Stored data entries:
╭──
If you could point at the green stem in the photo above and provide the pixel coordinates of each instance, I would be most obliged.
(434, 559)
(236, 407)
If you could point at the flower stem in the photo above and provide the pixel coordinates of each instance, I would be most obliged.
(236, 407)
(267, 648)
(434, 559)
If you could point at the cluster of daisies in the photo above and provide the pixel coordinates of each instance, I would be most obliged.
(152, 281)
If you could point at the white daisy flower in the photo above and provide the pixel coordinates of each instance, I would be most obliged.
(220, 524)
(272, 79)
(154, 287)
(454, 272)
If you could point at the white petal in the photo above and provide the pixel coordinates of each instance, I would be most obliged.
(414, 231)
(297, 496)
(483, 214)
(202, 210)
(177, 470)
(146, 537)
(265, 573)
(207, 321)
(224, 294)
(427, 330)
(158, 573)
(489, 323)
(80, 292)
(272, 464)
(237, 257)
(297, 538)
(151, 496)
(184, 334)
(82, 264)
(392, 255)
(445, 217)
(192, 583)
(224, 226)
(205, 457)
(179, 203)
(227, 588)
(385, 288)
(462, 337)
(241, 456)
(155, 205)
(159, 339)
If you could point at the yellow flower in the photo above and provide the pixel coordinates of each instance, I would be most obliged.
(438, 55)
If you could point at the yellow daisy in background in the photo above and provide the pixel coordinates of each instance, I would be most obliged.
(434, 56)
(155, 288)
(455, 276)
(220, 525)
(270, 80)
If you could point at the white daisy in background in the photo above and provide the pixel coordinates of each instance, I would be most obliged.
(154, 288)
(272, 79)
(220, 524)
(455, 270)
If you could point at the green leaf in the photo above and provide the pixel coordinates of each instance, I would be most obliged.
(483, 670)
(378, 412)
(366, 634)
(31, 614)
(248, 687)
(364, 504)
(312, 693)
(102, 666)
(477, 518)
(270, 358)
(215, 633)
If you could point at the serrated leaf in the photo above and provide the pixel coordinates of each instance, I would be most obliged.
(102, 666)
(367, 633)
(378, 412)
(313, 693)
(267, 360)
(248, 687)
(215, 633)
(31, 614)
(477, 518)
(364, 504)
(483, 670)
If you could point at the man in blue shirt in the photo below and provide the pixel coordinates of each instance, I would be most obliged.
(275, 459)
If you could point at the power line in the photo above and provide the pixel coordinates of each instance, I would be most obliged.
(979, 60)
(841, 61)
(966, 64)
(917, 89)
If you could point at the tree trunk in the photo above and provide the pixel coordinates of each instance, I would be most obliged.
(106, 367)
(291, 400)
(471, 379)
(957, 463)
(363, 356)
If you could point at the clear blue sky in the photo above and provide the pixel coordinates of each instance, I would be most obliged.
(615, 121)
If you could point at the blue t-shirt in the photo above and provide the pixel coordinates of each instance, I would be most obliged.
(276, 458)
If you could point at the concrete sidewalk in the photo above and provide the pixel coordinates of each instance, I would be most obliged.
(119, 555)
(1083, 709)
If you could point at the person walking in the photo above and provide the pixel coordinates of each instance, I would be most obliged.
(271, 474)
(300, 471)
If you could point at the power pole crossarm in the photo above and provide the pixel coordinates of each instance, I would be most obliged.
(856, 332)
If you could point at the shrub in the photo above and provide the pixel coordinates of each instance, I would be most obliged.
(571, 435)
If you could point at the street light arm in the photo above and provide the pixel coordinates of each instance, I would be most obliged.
╰──
— PROBLEM DETAILS —
Each entry above is to be repeated exactly as it appears.

— WRITTEN RESPONSE —
If you could point at the green stem in the photo above and provide the pixel coordinates of each instance, I would be most obliged.
(434, 559)
(236, 407)
If you could point at the flower stem in the photo above and provide the pixel coordinates of each instance, I would be most obliged.
(236, 407)
(267, 648)
(434, 559)
If you could point at the cluster of daisies in the photo above and provide the pixel coordinates of each instance, I would be most obliged.
(152, 281)
If you could point at the white daisy flower in the photo above and provide the pixel coordinates of each instance, I would be most obliged.
(220, 524)
(272, 79)
(154, 287)
(454, 272)
If you could point at the white petal in the photo above and provide the pixel coordinates of each instance, I would be most obliged.
(414, 231)
(297, 496)
(483, 214)
(202, 210)
(177, 470)
(146, 537)
(265, 573)
(207, 321)
(224, 294)
(427, 330)
(158, 573)
(489, 323)
(80, 292)
(272, 464)
(237, 257)
(297, 538)
(151, 496)
(184, 334)
(82, 264)
(392, 255)
(445, 217)
(192, 583)
(224, 226)
(205, 457)
(179, 203)
(227, 588)
(385, 288)
(462, 337)
(241, 456)
(155, 205)
(159, 339)
If you could point at the yellow flower in the photo above and provide the pixel coordinates of each instance, I would be most obliged.
(438, 55)
If you could point at the yellow daisy in background in the photo above and provide the pixel coordinates of each instance, I would be most obliged.
(434, 56)
(155, 288)
(455, 276)
(220, 525)
(270, 80)
If you could point at the white daisy in background in the photo above and provide the pixel coordinates of each instance, I would be most obliged.
(154, 288)
(272, 79)
(220, 524)
(455, 270)
If you could point at the green leaf in the photo above and provide the pixel coordinates of each instance, I would be most obliged.
(483, 670)
(378, 412)
(366, 634)
(31, 614)
(248, 687)
(364, 504)
(312, 693)
(102, 666)
(477, 518)
(270, 358)
(215, 633)
If you could point at the serrated leaf in the photo above and provide the pixel coordinates of each instance, I would be most obliged.
(102, 666)
(367, 633)
(378, 412)
(313, 693)
(267, 360)
(248, 687)
(215, 633)
(31, 614)
(477, 518)
(364, 504)
(483, 670)
If you could point at the man in blue shirt in the photo below and provide the pixel coordinates of each instance, I would be most obliged.
(275, 459)
If you could point at the power line in the photo above and provide the pixel coordinates of each instance, I would be most obliged.
(979, 60)
(841, 61)
(966, 64)
(917, 89)
If you could point at the tree trunk in the photo above and provide the pixel coordinates of each instance, I would be most obliged.
(106, 367)
(291, 400)
(471, 379)
(957, 463)
(363, 356)
If you could point at the clear blue sky in the photo above and provide the pixel coordinates of each instance, I would be most obliged.
(615, 121)
If you could point at the blue t-shirt in the photo above and provide the pixel coordinates of each instance, I would be most obliged.
(276, 458)
If you could point at the concrete sidewalk in the photo above and provide the pixel coordinates of each instance, I would be most obliged.
(119, 555)
(1083, 709)
If you could point at the person walking in the photo above and provide the pixel coordinates of each instance, I would be most obliged.
(271, 474)
(300, 471)
If you could point at the power pole crossarm in the photo above and provide the pixel coordinates of each instance, I would be most obliged.
(856, 332)
If you could point at the shrub in the photo above and provide the pixel coordinates of each instance, I would be most obliged.
(571, 435)
If you could point at the street light arm in the photo above and provide the pixel coordinates of each instance, I would be most obliged.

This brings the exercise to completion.